▶ TEXTAUSZUG:
»»

Wer so siegt wie der SCB gegen Langnau hat die Hockeygötter auf seiner Seite. Chris DiDomenico verpasst mit einem Penalty den Anschlusstreffer zum 2:1 und der Ausgleich zum 2:2 wird von den Schiedsrichtern dank einer neuen Regelauslegung annulliert. Seit dieser Saison dürfen die Schiedsrichter auch nachprüfen, ob einem Tor ein hoher Stock oder ein Handpass vorausgegangen ist. Also Vergehen, die zwar nicht eine Strafe, aber einen Spielunterbruch nach sich ziehen. Und zwar dürfen sie die Entstehung des Tores so lange zurückverfolgen wie die angreifende Mannschaft in der Angriffszone im Puckbesitz war. In diesem Falle holte Julian Schmutz im Spielzug, der mit dem Tor zum 2:2 endete, den Puck mit einem zu hohen Stock herunter. Ein seltener Fall. Aber regeltechnisch hundertprozentig korrekt.
Die Hockeygötter waren also mit dem Meister und mit dem neuen Trainer Hans Kossmann. Der guten Ordnung halber sei erwähnt, dass die Hockey-Götter diese Saison hin und wieder auch gegen den SCB waren. Es ist jetzt vor der Nationalmannschaftspause und der Schlussphase der Qualifikation nicht die Zeit der Polemik. Die kommt dann noch früh genug, wenn die Entscheidungen gefallen sind. Nun ist die Zeit der nüchternen Analyse um sich in der turbulentesten Schlussphase seit Einführung der Playoffs (Saison 1985/86) zurechtzufinden.
Die zentrale Frage ist ja: wer schafft die Playoffs? Fünf Teams (Lugano, Langnau, der SCB, Ambri und Gottéron) spielen um die letzten zwei Playoff-Plätze. Um die Chancen beurteilen zu können, müssen wir erst einmal wissen, wie viele Punkte es überhaupt braucht. Mit einer einfachen Formel können wir einen theoretischen Wert errechnen.
68 Punkte können im besten Fall für die Playoffs reichen. Wie kommen wir auf diesen Wert? Die SCL Tigers stehen auf dem 8. und letzten Playoffrang mit 57 Punkten. Das bedeutet, dass sie bisher pro Partie 1,36 Punkte geholt haben. Hochgerechnet werden sie also nach 50 Partien auf dem 8. Platz stehen, wenn sie diesen Punkteschnitt durchhalten – und wenn sie dies schaffen, dann erreichen sie eben diese 68 Punkte. So einfach ist das. Allerdings sind auch Konstellationen möglich, die 69 oder noch mehr Punkte erfordern. Aber um alle möglichen Varianten auszurechnen, wären grössere Computer-Kapazitäten als bei der ersten Mondlandung erforderlich. Zumal ja nicht alle fünf Teams gleich viele Spiele ausstehend haben.

««

Kannst du aus dem Text über das Spiel des SCB gegen Langnau die Stelle wortgetreu abschreiben, die bei „Wer so siegt“ beginnt und bei „regeltechnisch hundertprozentig korrekt.“ endet?

▶ AUFLISTUNG:
»»

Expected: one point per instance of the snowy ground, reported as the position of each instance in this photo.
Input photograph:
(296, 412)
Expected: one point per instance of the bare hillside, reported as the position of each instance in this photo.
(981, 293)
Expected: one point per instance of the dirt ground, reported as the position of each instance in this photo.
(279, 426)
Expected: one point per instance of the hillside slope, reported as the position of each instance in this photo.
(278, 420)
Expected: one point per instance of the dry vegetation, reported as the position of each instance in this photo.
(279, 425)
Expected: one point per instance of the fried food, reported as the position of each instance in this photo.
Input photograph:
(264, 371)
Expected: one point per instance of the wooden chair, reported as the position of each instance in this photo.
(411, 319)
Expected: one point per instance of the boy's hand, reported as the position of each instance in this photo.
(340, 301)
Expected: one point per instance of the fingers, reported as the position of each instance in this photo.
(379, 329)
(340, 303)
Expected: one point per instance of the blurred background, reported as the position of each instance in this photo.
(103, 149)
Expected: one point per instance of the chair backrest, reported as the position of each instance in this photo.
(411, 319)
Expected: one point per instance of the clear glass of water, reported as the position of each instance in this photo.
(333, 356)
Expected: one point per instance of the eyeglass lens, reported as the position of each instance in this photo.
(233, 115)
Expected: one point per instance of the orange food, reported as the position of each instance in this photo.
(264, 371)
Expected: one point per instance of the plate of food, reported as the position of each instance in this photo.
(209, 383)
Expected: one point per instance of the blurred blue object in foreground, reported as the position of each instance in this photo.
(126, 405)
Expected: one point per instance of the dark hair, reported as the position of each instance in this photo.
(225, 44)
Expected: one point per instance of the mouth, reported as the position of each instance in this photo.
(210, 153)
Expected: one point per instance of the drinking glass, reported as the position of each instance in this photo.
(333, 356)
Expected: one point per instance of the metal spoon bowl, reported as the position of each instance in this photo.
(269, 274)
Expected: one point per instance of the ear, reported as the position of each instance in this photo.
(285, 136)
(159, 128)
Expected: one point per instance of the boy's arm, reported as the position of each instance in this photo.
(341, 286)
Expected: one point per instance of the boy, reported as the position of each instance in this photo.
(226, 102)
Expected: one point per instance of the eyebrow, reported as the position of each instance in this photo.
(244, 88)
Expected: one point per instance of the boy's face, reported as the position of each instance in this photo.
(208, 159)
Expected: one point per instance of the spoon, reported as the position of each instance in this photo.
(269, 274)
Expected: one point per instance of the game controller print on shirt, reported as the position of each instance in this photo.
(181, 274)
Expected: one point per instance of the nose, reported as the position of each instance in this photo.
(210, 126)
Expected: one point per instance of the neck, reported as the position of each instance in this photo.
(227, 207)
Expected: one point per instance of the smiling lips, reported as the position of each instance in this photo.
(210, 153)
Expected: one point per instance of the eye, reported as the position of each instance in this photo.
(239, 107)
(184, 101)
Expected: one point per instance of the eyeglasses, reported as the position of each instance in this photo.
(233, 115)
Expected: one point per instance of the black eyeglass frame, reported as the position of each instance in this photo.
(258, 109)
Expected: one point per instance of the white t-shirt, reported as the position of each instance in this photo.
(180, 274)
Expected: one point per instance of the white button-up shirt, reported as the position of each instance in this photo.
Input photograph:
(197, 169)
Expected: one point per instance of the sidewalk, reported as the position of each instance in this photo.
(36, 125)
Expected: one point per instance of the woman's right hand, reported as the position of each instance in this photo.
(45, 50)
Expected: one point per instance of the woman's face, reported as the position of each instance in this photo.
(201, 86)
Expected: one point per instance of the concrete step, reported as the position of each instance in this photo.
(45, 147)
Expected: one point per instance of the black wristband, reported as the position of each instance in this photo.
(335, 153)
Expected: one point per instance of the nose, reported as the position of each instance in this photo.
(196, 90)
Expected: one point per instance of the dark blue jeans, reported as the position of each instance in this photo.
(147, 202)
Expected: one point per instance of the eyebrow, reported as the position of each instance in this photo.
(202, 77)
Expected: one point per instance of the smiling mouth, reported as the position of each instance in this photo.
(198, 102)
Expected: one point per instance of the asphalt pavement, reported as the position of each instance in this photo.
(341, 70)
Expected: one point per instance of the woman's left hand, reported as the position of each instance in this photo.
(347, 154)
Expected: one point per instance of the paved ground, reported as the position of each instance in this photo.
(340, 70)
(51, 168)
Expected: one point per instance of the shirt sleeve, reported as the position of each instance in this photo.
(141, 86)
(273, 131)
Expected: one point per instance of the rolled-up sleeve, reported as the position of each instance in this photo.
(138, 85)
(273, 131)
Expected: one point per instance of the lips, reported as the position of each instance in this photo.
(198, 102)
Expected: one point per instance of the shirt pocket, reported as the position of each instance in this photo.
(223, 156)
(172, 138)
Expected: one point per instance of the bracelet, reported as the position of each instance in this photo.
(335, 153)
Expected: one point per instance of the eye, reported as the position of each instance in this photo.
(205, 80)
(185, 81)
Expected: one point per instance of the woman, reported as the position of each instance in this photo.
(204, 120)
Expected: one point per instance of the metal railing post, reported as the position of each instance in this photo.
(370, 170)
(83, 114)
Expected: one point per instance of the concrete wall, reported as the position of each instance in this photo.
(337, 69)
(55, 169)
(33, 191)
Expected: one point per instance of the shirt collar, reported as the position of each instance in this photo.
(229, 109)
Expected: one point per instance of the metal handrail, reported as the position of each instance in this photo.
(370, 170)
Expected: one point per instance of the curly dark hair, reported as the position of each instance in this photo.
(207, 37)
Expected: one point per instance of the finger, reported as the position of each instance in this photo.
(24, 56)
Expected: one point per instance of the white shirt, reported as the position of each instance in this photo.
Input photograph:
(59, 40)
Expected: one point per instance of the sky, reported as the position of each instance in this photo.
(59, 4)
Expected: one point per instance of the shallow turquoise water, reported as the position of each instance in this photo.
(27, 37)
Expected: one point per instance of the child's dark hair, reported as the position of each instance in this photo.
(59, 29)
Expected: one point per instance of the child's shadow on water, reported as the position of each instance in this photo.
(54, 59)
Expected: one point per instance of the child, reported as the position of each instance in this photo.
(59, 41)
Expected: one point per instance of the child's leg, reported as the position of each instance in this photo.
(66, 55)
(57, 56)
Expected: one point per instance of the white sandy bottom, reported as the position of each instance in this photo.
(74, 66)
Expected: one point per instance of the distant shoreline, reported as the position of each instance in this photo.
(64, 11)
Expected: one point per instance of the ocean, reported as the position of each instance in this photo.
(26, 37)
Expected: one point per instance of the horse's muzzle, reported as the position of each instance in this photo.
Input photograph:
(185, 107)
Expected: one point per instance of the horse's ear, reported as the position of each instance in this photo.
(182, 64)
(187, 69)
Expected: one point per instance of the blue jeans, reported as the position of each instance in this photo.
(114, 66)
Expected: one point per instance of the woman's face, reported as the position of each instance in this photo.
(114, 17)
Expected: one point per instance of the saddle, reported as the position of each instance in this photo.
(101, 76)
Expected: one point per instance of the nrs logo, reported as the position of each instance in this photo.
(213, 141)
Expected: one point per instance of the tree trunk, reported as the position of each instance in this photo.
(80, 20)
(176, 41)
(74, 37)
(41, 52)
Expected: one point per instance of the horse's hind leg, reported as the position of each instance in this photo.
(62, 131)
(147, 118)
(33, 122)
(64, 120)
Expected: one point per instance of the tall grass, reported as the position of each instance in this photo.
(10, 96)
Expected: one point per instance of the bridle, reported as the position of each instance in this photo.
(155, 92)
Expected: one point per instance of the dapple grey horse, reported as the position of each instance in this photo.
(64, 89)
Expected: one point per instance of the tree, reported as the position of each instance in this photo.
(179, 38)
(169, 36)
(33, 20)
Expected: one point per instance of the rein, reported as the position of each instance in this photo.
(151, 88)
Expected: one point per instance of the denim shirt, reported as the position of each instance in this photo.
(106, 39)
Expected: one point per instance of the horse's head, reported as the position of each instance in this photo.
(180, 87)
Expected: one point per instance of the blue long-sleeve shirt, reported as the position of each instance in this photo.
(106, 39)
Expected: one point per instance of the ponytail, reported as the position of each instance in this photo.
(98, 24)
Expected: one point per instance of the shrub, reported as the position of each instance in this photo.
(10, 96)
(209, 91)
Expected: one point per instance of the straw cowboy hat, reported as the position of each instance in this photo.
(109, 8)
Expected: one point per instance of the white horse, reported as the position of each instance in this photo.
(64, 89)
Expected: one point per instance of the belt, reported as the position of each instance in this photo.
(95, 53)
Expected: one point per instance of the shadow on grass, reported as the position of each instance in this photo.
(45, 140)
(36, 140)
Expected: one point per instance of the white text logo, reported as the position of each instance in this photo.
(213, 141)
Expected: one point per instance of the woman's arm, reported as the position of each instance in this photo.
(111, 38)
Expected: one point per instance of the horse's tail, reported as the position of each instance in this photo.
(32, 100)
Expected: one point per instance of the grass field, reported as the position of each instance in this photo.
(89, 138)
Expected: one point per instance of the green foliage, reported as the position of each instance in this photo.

««

▶ ERGEBNIS:
Wer so siegt wie der SCB gegen Langnau hat die Hockeygötter auf seiner Seite. Chris DiDomenico verpasst mit einem Penalty den Anschlusstreffer zum 2:1 und der Ausgleich zum 2:2 wird von den Schiedsrichtern dank einer neuen Regelauslegung annulliert. Seit dieser Saison dürfen die Schiedsrichter auch nachprüfen, ob einem Tor ein hoher Stock oder ein Handpass vorausgegangen ist. Also Vergehen, die zwar nicht eine Strafe, aber einen Spielunterbruch nach sich ziehen. Und zwar dürfen sie die Entstehung des Tores so lange zurückverfolgen wie die angreifende Mannschaft in der Angriffszone im Puckbesitz war. In diesem Falle holte Julian Schmutz im Spielzug, der mit dem Tor zum 2:2 endete, den Puck mit einem zu hohen Stock herunter. Ein seltener Fall. Aber regeltechnisch hundertprozentig korrekt.